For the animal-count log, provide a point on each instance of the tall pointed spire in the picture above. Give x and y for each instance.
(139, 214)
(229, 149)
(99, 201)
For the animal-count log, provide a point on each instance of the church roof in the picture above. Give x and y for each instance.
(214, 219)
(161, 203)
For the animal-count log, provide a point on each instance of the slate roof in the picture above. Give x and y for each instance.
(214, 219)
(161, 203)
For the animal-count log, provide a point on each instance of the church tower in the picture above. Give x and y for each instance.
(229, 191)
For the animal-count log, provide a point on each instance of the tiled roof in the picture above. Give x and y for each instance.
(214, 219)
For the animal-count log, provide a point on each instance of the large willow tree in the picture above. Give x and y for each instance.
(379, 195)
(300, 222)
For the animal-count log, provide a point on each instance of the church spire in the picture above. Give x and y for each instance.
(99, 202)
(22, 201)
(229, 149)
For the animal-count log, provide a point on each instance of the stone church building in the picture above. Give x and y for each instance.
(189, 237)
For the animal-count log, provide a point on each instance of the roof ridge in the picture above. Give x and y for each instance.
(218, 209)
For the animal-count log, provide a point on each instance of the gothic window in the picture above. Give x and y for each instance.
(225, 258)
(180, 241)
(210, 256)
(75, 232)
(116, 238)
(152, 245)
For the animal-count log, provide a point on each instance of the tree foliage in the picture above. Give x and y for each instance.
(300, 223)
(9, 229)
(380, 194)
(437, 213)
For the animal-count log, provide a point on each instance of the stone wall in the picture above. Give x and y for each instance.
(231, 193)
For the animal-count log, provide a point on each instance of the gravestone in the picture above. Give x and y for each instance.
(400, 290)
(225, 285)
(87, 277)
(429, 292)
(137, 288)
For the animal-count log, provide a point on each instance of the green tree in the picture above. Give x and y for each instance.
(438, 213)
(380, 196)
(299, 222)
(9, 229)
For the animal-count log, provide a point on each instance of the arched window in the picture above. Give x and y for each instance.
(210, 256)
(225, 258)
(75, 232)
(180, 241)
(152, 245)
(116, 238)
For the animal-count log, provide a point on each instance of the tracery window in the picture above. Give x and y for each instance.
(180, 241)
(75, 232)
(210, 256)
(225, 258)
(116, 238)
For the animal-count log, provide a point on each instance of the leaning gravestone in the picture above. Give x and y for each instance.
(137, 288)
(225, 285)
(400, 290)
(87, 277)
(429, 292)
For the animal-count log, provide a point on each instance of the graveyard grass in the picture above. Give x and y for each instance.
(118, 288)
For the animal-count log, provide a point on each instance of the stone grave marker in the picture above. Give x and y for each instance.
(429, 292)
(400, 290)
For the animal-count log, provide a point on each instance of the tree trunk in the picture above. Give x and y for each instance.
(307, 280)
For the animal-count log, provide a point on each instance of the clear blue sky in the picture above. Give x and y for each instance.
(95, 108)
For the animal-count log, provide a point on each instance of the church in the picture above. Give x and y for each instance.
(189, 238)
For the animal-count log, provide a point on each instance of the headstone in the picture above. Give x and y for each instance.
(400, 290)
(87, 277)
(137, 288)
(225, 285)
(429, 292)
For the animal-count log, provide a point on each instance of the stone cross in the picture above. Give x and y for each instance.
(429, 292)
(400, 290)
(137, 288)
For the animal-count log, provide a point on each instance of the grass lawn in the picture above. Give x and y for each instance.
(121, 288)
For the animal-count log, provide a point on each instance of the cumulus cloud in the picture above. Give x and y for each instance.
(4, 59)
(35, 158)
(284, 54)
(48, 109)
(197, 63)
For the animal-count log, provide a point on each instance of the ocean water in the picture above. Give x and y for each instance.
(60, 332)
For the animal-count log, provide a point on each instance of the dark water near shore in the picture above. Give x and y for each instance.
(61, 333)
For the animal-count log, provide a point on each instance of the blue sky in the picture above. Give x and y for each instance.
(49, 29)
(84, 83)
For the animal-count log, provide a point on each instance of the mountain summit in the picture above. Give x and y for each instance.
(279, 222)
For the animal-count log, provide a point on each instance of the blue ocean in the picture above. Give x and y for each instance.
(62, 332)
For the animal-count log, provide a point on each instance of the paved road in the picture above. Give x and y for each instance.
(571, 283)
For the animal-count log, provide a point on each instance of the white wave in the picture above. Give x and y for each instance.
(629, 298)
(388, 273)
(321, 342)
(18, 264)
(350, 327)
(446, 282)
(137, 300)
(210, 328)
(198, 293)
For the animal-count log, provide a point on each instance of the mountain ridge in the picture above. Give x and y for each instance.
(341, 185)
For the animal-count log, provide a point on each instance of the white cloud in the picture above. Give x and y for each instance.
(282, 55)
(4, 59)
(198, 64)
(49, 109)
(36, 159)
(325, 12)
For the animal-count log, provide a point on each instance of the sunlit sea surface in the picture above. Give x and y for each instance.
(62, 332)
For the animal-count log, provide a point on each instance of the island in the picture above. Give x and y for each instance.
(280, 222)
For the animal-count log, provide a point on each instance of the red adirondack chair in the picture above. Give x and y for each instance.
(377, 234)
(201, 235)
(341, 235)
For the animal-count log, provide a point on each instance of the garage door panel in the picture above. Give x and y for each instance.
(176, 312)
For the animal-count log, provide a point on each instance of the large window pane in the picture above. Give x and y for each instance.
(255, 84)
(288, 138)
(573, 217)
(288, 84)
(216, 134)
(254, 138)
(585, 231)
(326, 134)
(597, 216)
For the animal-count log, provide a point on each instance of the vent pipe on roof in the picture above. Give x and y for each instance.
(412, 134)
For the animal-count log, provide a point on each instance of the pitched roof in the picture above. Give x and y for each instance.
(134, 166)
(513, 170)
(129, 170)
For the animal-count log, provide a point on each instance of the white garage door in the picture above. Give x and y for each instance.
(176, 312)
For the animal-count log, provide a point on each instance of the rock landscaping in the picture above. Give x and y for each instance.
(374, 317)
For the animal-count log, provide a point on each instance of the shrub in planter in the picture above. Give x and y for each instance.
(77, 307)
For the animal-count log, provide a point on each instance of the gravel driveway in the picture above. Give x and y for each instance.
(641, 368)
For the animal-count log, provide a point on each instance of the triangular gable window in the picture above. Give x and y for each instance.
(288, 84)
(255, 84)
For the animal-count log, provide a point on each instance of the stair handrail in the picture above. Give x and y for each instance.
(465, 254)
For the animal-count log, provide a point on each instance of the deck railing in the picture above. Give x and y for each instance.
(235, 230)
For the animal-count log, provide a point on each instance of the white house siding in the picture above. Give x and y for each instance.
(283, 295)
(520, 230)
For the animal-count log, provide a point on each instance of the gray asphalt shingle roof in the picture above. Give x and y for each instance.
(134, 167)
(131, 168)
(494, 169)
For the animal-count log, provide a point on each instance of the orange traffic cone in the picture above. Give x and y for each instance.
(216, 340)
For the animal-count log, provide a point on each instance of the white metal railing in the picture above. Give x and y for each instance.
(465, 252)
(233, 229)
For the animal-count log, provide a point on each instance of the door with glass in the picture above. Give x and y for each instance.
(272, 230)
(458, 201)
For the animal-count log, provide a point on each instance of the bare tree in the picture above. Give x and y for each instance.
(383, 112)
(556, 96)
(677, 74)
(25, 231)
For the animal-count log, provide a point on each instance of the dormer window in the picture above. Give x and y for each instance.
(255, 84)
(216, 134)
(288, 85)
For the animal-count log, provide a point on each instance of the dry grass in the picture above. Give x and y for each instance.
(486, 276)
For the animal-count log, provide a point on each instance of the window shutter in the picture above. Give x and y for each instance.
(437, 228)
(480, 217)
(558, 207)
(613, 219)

::::::::::

[Exercise instructions]
Reproduce every line from the one containing "of the dormer" through the end of the rows, including the requests unchanged. Scale each x and y coordinate in the answers by 1.55, rounding to whole numbers with halves rounded up.

[Written solution]
For the animal-count log, provide a point on each instance of the dormer window in the picture above. Give x and y for each instance.
(395, 130)
(335, 208)
(446, 132)
For the animal-count log, provide a point on each instance of the dry grass in the picture above. Give x and y for each instance.
(753, 428)
For the animal-count log, provide a point on each instance of the window shutter in the picture above. Give x and y for each instance.
(677, 353)
(744, 336)
(865, 321)
(950, 339)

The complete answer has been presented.